● Task objective
Transcribe the full listing so that each line reads as it does in the original.
Excerpted data Block Start
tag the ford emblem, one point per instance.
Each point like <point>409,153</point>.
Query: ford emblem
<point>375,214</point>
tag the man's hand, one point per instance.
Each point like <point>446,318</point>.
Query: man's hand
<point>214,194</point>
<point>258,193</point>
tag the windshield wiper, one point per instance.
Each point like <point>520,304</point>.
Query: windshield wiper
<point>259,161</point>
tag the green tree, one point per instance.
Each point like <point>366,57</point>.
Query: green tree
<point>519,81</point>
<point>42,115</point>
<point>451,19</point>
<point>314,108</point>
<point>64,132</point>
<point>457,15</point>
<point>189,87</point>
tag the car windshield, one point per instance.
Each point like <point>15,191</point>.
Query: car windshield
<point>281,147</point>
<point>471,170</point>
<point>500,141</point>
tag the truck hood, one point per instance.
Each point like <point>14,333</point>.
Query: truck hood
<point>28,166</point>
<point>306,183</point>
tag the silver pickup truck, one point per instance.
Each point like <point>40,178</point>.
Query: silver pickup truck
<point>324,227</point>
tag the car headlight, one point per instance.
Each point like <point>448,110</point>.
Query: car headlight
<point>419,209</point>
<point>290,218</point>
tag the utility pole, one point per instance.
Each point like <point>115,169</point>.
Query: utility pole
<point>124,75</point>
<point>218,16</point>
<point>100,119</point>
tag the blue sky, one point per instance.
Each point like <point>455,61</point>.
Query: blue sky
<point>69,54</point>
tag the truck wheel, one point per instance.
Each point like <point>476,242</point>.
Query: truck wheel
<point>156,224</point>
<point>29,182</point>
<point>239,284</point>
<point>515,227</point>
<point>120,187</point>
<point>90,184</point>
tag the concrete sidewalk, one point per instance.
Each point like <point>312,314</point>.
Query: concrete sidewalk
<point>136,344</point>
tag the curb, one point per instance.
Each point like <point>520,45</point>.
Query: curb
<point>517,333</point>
Excerpted data Block End
● The answer
tag the ford emblem, one point per instance.
Each point like <point>409,153</point>.
Query: ford emblem
<point>375,214</point>
tag the man's hand, one point per instance.
Each point like <point>446,318</point>.
Query: man's hand
<point>214,194</point>
<point>258,193</point>
tag the windshield wiper, one point per instance.
Each point like <point>520,304</point>.
Query: windshield wiper
<point>259,161</point>
tag the green tree, one point per instance.
Each point like <point>366,57</point>.
Query: green tree
<point>519,81</point>
<point>42,115</point>
<point>451,19</point>
<point>314,108</point>
<point>64,132</point>
<point>457,15</point>
<point>189,87</point>
tag the car windshield, one point per instance.
Each point like <point>15,191</point>.
Query: car windshield
<point>281,147</point>
<point>471,170</point>
<point>500,141</point>
tag the truck hood, one point per instance.
Each point like <point>14,333</point>.
Query: truck hood
<point>28,166</point>
<point>306,183</point>
tag the silver pickup truck, one point per instance.
Each point like <point>40,178</point>.
Query: silver pickup truck
<point>324,227</point>
tag the car headlight, one point per instance.
Each point like <point>448,110</point>.
Query: car headlight
<point>419,209</point>
<point>290,218</point>
tag the utility pole, one point per instance.
Each point like <point>115,169</point>.
Query: utility pole
<point>124,75</point>
<point>218,16</point>
<point>100,119</point>
tag the blue sky, one point per instance.
Each point like <point>455,61</point>.
Query: blue sky
<point>69,54</point>
tag the truck wheel, one point per instance.
Each point like <point>476,242</point>.
Query: truck wheel
<point>156,224</point>
<point>29,182</point>
<point>239,284</point>
<point>515,227</point>
<point>120,187</point>
<point>90,184</point>
tag the concrete sidewalk, one point per instance.
Each point like <point>312,314</point>.
Query: concrete sidewalk
<point>136,344</point>
tag the curb, one point per instance.
Each point like <point>520,45</point>.
Query: curb
<point>517,333</point>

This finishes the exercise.